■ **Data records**
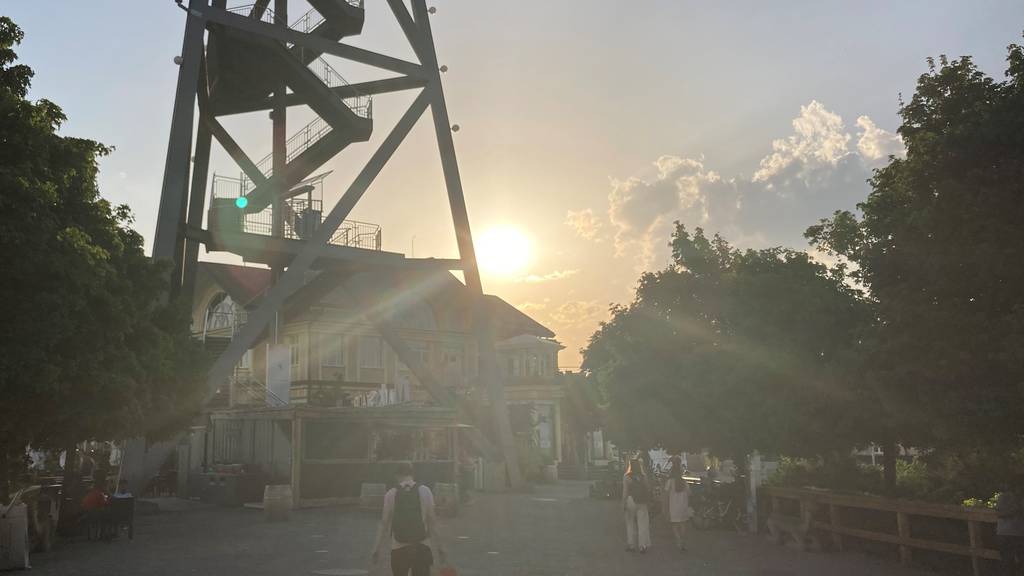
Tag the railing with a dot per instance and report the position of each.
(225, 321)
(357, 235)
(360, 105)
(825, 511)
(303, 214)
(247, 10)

■ **GOAL OF THE EXERCISE**
Can you repeat every line of the records above word for word, leaving out the pictures?

■ **RESULT OF THE EXERCISE**
Tag the railing with a dot per instance and report the position of each.
(225, 321)
(357, 235)
(360, 105)
(825, 511)
(303, 214)
(247, 10)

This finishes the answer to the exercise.